A linguagem das Escrituras e da Liturgia não caiu do Céu. Para fazer entender a novidade cristã foram transpostas, muitas vezes, imagens e festas pagãs para o universo católico. Onde hoje alguns podem julgar que houve uma paganização do Cristianismo, outros vêem, nesse esforço, a sua cristianização. A este propósito, as descrições que Epifânio de Salamina[i] fez  da festa pagã, de tipo solar, ajudam-nos a perceber os discernimentos que foram necessários para entender a nossa festa de 6 de Janeiro.

## TAREFAS A REALIZAR
A. De acordo com o texto sobre a festa de 6 de Janeiro, quem descreveu a festa pagã de tipo solar?
B. Prossiga o texto sobre a festa de 6 de Janeiro a partir da sua última frase.

## REGISTOS APRESENTADOS
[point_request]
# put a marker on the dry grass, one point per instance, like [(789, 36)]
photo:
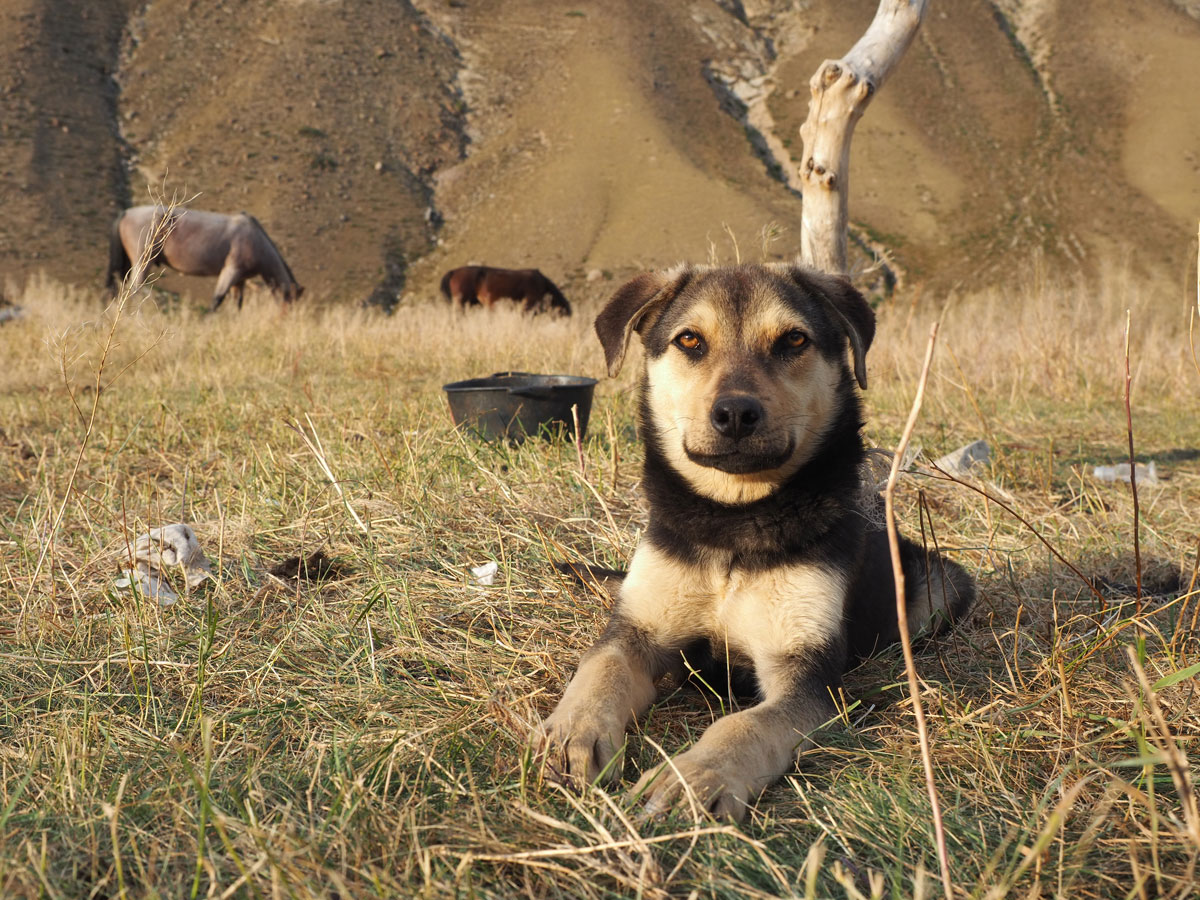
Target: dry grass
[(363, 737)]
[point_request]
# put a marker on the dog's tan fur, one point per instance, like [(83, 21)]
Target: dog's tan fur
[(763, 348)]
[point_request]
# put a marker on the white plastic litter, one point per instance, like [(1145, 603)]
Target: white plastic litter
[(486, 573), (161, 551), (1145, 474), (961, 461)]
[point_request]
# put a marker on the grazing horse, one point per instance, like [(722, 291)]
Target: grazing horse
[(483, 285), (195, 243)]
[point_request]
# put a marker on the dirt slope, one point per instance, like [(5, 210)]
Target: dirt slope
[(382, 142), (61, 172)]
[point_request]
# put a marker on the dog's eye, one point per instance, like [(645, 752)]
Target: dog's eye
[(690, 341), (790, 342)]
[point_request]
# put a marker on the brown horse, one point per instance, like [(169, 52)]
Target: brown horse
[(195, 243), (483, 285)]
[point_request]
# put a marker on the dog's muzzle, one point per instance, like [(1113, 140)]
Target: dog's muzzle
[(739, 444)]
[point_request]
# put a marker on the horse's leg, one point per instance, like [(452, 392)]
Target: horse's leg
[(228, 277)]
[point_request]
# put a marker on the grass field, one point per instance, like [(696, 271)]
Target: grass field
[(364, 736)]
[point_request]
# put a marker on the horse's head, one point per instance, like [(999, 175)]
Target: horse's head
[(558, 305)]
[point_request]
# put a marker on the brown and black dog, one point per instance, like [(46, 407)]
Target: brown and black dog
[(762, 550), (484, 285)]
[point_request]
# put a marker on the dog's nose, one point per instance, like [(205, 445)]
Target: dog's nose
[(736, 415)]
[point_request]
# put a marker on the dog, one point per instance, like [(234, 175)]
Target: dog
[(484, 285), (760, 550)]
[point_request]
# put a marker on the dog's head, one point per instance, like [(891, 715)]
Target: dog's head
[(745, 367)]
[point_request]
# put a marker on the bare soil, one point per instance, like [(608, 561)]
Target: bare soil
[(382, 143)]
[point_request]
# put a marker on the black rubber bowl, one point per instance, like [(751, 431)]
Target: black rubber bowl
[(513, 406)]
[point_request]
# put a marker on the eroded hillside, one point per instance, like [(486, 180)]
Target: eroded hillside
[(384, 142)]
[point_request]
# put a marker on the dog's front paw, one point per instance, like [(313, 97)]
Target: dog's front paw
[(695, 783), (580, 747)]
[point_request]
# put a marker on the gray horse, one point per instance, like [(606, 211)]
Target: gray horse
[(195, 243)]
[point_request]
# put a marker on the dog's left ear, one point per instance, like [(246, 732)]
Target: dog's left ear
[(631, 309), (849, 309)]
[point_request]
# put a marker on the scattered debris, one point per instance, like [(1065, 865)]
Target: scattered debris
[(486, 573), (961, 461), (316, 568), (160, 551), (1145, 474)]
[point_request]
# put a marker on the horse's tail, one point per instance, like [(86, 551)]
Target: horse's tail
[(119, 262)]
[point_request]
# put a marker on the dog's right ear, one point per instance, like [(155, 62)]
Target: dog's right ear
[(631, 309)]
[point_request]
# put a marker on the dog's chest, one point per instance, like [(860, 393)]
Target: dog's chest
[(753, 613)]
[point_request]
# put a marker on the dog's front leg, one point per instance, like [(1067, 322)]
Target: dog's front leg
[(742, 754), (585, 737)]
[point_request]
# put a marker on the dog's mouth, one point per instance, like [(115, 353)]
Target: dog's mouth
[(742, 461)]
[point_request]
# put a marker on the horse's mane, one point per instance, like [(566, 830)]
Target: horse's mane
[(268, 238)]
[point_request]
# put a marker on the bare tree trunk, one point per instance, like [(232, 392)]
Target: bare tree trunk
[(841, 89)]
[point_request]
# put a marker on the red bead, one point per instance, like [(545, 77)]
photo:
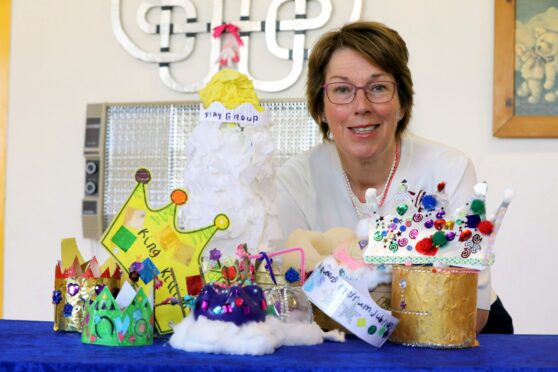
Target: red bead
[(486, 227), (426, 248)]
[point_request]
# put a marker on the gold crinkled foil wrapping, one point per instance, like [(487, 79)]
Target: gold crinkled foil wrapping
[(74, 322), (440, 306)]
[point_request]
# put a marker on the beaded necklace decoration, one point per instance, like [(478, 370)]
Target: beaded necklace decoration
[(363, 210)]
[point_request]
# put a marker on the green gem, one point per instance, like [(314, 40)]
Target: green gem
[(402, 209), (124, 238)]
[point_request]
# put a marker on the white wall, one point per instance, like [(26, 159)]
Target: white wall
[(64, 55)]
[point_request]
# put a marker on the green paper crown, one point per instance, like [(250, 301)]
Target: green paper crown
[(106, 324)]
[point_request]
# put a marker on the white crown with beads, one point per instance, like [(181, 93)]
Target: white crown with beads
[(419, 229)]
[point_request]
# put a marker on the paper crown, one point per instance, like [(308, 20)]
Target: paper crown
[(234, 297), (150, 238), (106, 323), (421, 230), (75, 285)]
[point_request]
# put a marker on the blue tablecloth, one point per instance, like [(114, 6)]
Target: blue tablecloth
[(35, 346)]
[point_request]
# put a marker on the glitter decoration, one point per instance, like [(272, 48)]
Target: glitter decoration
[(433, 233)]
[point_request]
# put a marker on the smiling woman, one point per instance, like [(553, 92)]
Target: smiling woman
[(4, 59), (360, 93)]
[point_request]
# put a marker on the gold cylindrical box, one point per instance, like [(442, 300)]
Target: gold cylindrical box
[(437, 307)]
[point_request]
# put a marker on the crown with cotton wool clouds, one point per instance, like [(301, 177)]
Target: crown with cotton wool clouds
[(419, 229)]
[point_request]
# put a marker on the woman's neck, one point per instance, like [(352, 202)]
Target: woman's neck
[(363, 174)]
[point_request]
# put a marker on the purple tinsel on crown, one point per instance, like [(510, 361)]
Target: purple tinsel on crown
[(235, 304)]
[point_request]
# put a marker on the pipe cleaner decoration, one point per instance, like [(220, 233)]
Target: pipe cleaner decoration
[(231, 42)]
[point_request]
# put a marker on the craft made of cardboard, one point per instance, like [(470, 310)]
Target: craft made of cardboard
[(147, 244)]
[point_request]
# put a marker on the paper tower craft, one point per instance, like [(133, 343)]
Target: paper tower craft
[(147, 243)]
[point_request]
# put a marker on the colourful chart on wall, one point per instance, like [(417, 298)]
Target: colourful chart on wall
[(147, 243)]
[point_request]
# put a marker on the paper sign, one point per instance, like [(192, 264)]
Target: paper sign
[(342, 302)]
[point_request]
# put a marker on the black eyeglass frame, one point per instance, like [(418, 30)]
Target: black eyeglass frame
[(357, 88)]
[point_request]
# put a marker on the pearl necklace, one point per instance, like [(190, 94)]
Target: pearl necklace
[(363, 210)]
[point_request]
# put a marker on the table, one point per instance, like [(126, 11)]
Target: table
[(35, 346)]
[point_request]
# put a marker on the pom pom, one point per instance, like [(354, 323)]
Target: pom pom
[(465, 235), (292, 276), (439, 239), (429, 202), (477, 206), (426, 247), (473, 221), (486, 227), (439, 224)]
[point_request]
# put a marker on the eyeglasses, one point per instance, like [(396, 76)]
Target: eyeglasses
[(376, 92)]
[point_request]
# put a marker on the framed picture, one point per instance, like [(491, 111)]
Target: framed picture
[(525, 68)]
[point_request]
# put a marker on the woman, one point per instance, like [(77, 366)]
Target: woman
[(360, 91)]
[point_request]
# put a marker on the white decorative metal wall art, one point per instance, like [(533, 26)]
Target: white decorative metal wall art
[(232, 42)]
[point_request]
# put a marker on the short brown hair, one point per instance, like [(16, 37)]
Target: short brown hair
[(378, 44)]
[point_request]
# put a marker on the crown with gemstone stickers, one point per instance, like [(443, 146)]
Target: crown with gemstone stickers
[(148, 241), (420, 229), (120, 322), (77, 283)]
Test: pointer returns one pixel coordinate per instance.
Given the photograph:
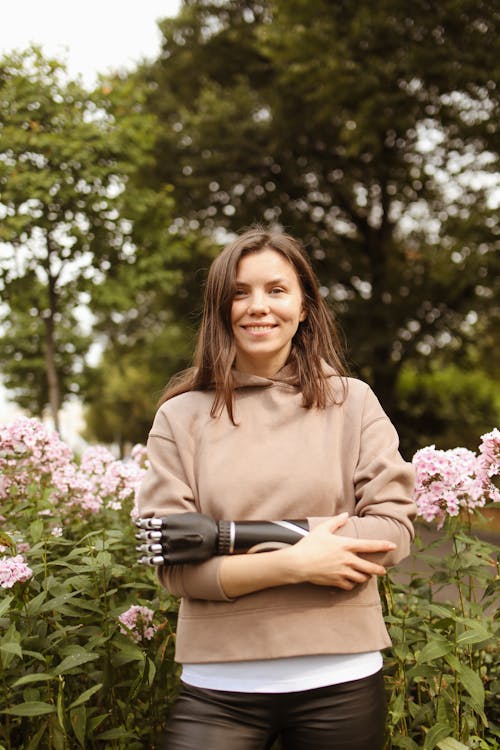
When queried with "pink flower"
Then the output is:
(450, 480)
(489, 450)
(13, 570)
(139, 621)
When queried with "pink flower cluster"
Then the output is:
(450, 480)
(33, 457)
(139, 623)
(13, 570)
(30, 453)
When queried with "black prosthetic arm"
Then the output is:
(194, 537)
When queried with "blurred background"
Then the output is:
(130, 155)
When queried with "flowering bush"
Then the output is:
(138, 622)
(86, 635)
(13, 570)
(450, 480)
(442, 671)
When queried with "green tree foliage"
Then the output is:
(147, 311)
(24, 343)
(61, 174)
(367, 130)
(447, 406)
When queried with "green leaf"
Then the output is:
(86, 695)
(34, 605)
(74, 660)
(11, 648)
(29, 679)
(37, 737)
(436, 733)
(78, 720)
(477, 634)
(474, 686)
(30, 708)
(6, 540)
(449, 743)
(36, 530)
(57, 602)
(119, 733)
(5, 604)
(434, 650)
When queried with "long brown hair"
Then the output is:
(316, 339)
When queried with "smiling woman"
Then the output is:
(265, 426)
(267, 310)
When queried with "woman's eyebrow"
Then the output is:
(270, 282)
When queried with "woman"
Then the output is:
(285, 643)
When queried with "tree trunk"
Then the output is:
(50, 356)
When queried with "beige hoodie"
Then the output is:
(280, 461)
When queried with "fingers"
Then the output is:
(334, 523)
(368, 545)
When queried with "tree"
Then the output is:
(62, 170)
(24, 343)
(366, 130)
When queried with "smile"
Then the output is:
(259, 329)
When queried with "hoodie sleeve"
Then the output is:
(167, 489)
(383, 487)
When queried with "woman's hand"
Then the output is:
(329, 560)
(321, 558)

## LISTA DE RESPOSTAS
A. Epifânio de Salamina.

B.
Vale a pena ler: “em muitos lugares, os charlatães inventam ritos idolátricos para enganar os adoradores dos ídolos que neles confiam. Celebram, uma festa grandiosa, precisamente na noite que precede o dia da epifania… Temos de referir, em primeiro lugar, a festa que se celebra em Alexandria, no chamado Koreion. Ficam acordados toda a noite, a cantar alguns hinos e a tocar flauta para acompanhar os cânticos que entoam em honra do ídolo. Uma vez terminada a celebração nocturna, ao cantar do galo, descem, empunhando tochas, a uma espécie de capela subterrânea e pegam num ídolo de madeira, despido, colocado sobre uma peanha… A seguir, levam o ídolo em procissão, dando sete voltas ao recinto interior do templo, ao som de flautas, de tambores e a cantar hinos; terminada a procissão, levam o ídolo para a sua sede subterrânea. Se lhes perguntarmos que mistério é esse, respondem: Hoje, a esta hora, Kore, a virgem deu à luz Aion.”
Além desta conotação solar, a festa oriental da epifania aponta para outra festa pagã, a das águas. Epifânio relaciona a festa de 6 de Janeiro com o milagre de Caná.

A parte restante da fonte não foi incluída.